> GOAL:
Reproduce the data below word for word, everything from the line containing "If you could point out the black tire" down to the line containing "If you could point out the flower field", with both of those lines included. Leave the pictures out of your copy.

(Pointing and labeling entries)
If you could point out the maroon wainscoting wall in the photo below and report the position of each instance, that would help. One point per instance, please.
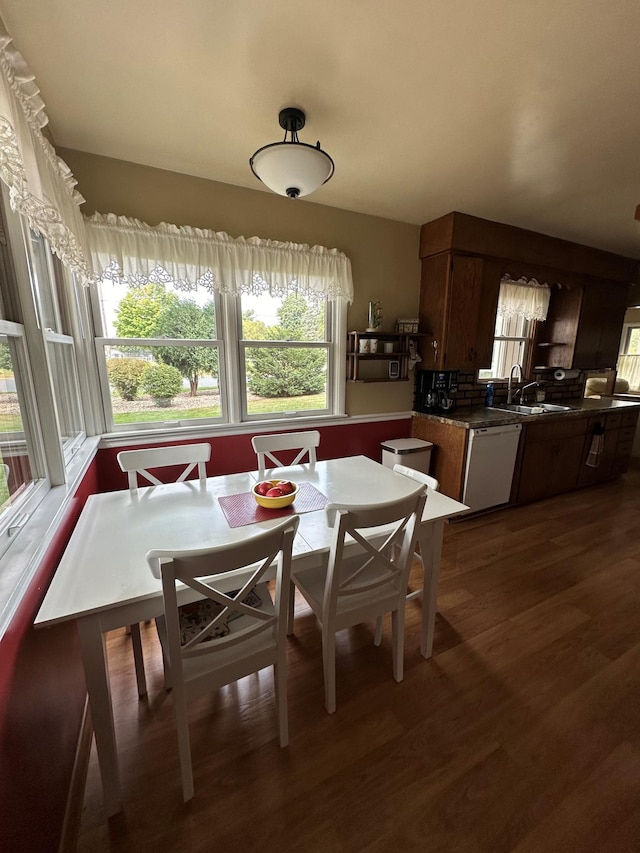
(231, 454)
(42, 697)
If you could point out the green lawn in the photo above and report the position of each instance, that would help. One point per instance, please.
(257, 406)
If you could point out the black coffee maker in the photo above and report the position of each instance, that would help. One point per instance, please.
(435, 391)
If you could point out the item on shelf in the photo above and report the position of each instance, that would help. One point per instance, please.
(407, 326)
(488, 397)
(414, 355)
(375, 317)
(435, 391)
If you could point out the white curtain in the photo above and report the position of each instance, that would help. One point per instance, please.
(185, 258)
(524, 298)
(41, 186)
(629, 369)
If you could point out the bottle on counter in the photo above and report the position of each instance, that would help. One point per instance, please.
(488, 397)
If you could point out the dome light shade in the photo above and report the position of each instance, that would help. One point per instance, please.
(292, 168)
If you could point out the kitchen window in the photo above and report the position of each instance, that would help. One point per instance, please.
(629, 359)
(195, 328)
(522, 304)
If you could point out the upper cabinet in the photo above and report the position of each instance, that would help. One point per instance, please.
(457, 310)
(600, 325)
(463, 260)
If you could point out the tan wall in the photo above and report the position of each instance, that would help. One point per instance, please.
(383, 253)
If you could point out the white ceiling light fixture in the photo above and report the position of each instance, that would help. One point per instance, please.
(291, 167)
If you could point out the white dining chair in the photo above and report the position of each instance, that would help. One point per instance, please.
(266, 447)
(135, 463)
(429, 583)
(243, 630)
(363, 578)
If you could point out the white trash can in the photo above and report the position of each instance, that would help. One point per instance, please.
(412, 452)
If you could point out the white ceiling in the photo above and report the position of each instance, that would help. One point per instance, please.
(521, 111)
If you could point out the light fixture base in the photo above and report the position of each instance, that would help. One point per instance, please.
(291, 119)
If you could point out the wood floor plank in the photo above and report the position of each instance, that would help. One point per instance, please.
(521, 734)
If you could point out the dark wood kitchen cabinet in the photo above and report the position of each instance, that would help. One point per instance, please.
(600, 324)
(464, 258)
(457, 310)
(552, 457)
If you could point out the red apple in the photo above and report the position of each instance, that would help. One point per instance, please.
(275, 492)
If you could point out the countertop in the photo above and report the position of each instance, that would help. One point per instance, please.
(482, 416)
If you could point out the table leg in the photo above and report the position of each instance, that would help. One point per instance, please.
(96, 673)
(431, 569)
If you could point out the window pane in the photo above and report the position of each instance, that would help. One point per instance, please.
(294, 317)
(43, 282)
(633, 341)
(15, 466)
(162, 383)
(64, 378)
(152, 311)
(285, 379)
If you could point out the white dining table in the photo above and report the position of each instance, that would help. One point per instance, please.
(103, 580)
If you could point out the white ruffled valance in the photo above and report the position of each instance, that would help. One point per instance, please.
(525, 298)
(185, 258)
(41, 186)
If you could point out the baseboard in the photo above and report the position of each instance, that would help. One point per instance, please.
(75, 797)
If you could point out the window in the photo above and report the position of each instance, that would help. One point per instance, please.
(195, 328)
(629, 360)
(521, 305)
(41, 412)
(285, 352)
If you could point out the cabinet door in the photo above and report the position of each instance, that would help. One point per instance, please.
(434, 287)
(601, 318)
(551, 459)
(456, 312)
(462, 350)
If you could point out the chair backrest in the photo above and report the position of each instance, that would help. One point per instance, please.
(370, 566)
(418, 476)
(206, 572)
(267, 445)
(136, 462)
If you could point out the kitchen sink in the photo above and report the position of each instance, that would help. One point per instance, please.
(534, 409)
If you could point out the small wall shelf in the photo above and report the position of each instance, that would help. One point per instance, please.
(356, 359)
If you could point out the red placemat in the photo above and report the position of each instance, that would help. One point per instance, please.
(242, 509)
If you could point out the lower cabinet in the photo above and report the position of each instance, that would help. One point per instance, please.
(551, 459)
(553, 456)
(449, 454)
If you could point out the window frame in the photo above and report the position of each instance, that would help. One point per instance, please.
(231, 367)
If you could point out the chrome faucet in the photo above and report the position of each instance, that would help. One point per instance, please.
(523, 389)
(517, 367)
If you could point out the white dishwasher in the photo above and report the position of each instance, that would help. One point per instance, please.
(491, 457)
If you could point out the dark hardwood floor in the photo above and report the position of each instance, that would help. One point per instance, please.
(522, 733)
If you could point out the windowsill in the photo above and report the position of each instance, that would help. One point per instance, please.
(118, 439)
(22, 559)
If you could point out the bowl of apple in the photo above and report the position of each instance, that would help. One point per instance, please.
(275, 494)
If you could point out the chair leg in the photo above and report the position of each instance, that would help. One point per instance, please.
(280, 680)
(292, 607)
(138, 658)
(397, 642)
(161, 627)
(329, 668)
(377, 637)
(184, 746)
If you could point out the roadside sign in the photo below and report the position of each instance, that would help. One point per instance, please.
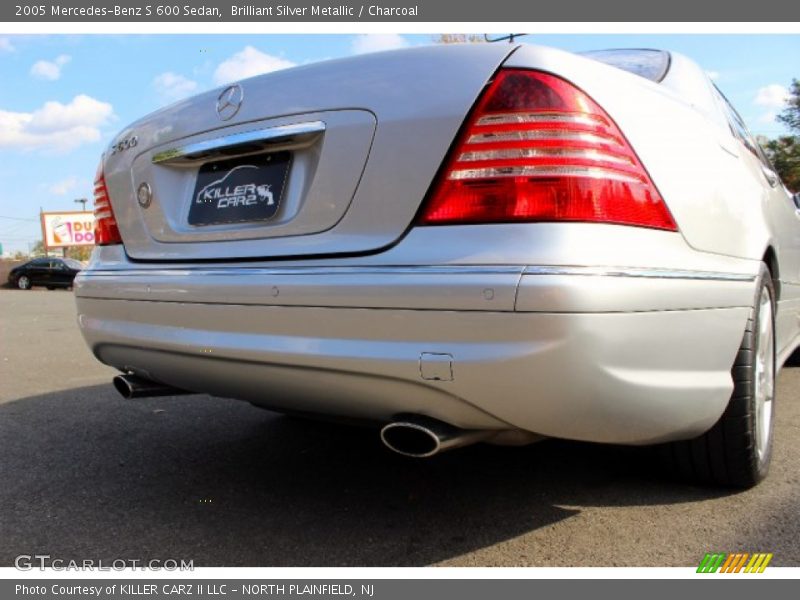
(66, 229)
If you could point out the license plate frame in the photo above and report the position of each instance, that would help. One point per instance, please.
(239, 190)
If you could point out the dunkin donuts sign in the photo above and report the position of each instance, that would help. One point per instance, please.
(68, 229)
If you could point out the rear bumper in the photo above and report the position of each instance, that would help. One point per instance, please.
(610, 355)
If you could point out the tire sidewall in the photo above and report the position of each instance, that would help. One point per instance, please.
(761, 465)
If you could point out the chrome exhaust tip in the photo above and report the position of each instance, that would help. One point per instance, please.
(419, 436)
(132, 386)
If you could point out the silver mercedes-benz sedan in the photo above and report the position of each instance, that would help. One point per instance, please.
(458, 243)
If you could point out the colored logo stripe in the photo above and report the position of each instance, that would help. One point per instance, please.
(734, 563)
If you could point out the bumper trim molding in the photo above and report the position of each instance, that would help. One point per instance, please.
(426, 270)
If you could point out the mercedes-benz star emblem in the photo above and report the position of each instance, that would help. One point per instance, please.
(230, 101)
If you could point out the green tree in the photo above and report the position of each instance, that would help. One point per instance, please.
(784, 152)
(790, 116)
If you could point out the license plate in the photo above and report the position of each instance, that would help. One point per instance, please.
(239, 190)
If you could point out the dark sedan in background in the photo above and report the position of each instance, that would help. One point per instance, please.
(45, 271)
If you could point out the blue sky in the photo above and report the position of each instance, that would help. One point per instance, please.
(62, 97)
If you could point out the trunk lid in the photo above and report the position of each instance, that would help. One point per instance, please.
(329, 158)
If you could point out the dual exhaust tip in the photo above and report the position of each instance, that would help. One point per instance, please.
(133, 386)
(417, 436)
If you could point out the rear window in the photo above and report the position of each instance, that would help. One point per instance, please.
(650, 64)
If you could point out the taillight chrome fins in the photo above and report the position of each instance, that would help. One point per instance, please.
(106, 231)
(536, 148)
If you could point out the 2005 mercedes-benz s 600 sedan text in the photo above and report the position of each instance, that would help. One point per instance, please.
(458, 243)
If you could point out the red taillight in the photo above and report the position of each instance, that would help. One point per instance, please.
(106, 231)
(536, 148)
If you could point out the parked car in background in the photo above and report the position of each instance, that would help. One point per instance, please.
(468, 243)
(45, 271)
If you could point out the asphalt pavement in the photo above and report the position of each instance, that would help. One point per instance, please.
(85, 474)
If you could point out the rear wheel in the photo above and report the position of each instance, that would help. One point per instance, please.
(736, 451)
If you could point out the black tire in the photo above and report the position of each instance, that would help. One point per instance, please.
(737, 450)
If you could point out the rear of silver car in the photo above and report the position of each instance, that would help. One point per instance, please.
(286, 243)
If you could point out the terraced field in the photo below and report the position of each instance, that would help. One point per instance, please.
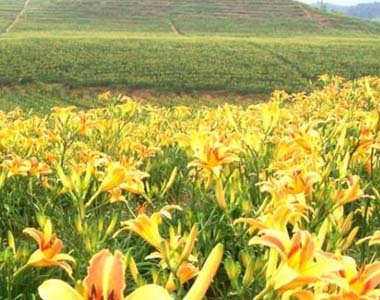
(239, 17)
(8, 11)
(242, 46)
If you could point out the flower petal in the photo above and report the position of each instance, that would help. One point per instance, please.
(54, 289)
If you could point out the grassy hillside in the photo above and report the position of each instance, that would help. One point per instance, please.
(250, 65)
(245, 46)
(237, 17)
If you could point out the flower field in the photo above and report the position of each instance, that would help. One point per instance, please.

==

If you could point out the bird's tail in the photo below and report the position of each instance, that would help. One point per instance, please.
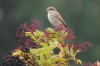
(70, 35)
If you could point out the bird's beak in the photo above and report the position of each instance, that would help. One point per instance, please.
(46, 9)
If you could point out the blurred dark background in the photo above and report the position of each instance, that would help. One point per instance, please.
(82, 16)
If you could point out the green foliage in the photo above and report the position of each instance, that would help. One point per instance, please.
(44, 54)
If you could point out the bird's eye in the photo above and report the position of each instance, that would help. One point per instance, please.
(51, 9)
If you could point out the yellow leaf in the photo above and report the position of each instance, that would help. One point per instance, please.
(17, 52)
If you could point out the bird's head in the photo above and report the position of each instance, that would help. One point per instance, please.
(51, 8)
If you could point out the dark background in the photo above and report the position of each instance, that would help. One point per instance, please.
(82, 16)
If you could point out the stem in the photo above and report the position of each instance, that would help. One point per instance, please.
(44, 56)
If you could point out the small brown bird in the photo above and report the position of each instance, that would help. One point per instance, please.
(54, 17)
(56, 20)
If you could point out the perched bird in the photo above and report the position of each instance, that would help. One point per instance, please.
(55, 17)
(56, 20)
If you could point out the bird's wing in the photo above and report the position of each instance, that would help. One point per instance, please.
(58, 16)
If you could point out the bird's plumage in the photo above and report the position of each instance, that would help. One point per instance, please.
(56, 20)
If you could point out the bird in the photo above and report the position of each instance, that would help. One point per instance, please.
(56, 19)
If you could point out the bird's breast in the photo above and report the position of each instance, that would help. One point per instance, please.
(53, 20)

> REPLY:
If you could point out the black tire in the photo above and report the position of each instance, that would help. One point per instance, please.
(737, 450)
If you could point out the rear of silver car in the photo above and report the position of each instance, that would help. One point per instance, please.
(286, 243)
If you could point out the terraced field in the photo below and report the position of each instance, that would help. One point per instance, please.
(239, 17)
(8, 11)
(242, 46)
If you could point out the flower petal in the photo above and report the position of each instance, that would help. One point per instance, please.
(54, 289)
If you could point out the grassy hillside in the photo above and report the position of each instance, that would help. One point per instance, please.
(250, 65)
(245, 46)
(237, 17)
If you could point out the flower field in the photo above and report the position of each instance, that would help. One point per instance, please.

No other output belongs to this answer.